──────── EXERCISE MATERIALS ────────

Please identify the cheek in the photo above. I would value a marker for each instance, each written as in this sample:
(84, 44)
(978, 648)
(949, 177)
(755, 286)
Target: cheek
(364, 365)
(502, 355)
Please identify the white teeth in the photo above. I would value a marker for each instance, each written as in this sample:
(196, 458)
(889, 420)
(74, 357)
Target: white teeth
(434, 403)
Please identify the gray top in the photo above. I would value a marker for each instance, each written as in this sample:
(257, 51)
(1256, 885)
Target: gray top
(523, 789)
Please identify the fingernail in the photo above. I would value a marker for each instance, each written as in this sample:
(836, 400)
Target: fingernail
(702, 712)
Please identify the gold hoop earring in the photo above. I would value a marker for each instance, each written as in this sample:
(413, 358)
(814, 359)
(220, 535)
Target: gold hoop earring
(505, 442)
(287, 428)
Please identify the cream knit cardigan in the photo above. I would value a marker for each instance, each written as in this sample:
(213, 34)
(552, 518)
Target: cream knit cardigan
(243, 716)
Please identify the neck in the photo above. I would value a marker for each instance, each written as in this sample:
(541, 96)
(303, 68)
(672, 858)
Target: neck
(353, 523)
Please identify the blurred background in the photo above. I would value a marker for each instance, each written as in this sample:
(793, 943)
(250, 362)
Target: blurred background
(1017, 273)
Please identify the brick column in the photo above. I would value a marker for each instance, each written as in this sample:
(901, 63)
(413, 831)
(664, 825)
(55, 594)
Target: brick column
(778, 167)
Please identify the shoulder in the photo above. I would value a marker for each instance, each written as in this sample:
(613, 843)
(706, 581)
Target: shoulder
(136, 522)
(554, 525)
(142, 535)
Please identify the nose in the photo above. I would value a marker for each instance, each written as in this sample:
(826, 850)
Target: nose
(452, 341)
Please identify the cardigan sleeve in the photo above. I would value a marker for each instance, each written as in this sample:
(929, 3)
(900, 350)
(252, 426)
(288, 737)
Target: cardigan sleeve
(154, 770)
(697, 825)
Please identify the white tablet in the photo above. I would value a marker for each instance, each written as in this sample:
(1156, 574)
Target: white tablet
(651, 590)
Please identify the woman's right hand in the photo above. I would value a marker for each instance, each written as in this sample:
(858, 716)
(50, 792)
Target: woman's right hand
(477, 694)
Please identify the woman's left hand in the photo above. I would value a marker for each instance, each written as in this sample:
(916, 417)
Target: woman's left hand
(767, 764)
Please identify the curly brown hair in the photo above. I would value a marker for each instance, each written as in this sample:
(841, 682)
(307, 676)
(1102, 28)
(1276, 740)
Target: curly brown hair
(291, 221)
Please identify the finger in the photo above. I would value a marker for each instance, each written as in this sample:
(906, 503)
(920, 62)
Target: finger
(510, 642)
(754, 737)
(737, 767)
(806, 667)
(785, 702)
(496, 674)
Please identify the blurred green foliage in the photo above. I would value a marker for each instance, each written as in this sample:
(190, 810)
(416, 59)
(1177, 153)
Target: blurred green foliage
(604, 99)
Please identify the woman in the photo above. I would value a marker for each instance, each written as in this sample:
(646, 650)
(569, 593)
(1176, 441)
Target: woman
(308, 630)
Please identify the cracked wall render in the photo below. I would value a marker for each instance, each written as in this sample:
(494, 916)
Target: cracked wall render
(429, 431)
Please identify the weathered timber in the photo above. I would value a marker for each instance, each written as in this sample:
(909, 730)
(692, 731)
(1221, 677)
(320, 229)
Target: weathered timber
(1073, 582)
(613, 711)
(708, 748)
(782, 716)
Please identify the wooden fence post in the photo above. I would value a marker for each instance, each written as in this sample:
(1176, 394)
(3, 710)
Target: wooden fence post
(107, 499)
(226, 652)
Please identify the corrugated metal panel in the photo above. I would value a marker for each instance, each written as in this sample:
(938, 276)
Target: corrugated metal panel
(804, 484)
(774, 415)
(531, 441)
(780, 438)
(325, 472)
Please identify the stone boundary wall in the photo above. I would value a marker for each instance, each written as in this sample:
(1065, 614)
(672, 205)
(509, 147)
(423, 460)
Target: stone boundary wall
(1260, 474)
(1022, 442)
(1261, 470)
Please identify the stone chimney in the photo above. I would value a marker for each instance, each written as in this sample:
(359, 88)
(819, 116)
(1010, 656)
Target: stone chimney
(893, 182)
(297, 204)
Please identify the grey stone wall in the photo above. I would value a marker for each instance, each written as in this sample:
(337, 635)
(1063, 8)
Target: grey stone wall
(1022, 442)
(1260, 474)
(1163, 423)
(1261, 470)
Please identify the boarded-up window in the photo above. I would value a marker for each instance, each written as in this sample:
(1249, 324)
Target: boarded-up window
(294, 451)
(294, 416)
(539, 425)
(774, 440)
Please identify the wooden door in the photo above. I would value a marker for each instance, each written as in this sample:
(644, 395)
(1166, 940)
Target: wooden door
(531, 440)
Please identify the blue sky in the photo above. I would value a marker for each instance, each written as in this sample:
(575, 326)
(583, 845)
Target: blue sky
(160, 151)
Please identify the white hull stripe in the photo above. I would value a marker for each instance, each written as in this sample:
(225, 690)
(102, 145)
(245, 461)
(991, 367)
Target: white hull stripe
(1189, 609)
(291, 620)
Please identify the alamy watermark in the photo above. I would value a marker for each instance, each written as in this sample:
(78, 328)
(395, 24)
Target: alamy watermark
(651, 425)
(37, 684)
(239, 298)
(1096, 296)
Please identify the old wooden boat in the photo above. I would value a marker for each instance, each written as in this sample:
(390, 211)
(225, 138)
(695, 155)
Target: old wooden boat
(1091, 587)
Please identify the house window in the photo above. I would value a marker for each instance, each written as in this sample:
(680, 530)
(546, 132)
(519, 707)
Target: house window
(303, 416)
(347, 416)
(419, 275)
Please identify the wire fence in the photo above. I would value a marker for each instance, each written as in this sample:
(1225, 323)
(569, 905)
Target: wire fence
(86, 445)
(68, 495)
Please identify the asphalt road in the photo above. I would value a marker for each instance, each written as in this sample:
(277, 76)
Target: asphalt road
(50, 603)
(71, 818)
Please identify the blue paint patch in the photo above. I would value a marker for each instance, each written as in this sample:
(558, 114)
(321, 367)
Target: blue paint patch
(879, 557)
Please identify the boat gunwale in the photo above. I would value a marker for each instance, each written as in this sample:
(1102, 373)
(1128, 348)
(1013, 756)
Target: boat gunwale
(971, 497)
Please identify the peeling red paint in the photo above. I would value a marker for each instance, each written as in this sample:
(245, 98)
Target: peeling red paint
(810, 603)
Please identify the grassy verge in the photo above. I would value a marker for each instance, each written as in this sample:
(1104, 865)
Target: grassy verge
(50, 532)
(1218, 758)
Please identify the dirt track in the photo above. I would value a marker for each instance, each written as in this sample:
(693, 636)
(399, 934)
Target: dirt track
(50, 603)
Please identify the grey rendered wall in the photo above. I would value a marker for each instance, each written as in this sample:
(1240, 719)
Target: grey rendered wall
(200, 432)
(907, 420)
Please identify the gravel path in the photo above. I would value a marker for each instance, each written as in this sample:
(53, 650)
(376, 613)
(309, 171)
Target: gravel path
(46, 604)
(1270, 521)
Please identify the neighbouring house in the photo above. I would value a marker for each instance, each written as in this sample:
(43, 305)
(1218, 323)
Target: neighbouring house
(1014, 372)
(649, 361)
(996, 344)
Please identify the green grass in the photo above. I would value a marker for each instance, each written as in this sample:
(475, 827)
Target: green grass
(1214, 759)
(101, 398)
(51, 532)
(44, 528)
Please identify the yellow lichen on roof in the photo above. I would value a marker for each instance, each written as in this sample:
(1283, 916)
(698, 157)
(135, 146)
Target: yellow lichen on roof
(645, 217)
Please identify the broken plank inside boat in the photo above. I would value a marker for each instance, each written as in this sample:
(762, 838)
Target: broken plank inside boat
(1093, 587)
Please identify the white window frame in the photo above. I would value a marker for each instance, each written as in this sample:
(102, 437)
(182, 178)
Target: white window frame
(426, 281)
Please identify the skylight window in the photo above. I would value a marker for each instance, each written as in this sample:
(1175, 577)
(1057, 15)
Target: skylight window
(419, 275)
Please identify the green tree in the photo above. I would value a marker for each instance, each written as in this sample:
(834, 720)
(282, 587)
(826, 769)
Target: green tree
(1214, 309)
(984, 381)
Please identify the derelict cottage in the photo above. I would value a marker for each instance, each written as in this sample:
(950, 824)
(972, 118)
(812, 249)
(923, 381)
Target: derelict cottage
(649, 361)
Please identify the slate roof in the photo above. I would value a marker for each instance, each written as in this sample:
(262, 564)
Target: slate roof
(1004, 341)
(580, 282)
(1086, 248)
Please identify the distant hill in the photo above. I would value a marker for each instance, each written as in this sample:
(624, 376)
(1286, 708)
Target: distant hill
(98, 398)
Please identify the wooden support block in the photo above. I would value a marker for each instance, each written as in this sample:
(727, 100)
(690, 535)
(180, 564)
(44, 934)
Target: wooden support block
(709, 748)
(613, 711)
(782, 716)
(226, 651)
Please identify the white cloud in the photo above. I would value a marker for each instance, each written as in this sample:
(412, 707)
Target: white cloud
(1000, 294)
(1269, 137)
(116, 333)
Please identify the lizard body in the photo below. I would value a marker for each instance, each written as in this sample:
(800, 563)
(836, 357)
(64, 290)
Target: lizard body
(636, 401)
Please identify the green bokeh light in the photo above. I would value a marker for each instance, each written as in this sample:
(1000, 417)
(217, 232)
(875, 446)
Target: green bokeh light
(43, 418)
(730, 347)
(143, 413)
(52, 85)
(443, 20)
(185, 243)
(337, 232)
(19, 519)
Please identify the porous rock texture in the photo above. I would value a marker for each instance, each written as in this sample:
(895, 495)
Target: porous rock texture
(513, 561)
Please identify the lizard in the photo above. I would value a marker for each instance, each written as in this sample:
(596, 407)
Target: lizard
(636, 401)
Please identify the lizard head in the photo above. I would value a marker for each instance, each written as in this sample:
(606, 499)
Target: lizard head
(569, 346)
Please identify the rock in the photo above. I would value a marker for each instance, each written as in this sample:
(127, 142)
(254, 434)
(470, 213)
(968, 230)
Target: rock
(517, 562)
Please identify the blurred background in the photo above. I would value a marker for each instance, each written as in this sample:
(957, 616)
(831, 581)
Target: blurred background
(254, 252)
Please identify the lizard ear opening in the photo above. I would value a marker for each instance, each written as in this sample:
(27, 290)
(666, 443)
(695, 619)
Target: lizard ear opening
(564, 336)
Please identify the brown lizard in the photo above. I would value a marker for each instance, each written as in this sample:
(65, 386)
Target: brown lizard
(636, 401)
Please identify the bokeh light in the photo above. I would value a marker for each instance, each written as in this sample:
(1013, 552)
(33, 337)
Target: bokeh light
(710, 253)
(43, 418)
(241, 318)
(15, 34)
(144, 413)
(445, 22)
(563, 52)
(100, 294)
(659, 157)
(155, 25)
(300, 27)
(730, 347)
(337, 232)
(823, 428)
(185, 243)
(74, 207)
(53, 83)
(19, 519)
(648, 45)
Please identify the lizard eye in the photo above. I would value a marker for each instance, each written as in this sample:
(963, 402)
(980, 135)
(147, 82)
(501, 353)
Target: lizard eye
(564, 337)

────────

- TASK
Rewrite the listing from the line containing "Please identify the wooden fence" up to and including the line containing "(1096, 296)", changing "grey" to "gray" and leaving everything else the same.

- EXERCISE OUTPUT
Please identify the wooden fence post in the photo above. I would value a marker for each instance, each written as in this sample:
(1176, 394)
(3, 710)
Target: wooden fence post
(107, 499)
(226, 652)
Please identify the corrugated metal panel in the photo above. I would value a marker for each instance, each written as in this sample:
(938, 276)
Target: corrugated metal panel
(804, 484)
(774, 415)
(531, 441)
(780, 438)
(325, 472)
Please identify the stone boundary wall in the photo above. I would value a marker for each instance, each written as in this sample:
(1065, 614)
(672, 205)
(509, 147)
(423, 460)
Target: stone boundary wall
(1260, 474)
(1022, 442)
(1261, 470)
Please identify the stone chimney in the photo above. I would value a marker for each instance, each written as in this sample:
(359, 88)
(819, 116)
(1010, 656)
Target: stone chimney
(893, 182)
(297, 204)
Please identify the gray stone wall in the photo above. I would value a marker for each instance, each written as in this sample:
(337, 635)
(1063, 8)
Target: gray stone wall
(1022, 442)
(1260, 474)
(1163, 423)
(1261, 470)
Please identify the boarded-up window in the photo above. I would value a marker for each instance, each written as in this sample:
(1249, 324)
Target: boarded-up window
(294, 451)
(294, 416)
(539, 425)
(774, 440)
Please identify the wooden door in the photo above. I would value a marker for each instance, each written as in this sample:
(644, 395)
(1166, 940)
Target: wooden door
(531, 440)
Please identify the blue sky in the photo above. I would value a marker for each instance, each written as in this sample:
(575, 326)
(583, 845)
Target: blue sky
(160, 151)
Please identify the white hull stripe in the photo above. I would value a marker for each instance, each written as in this sample:
(225, 690)
(102, 145)
(245, 461)
(991, 367)
Target: white hull stripe
(1189, 609)
(291, 620)
Please identify the alamy watermark in the photo above. I would value a marker for each instance, each written as in this sample:
(78, 328)
(395, 24)
Target: alamy watermark
(651, 425)
(37, 684)
(239, 298)
(1096, 296)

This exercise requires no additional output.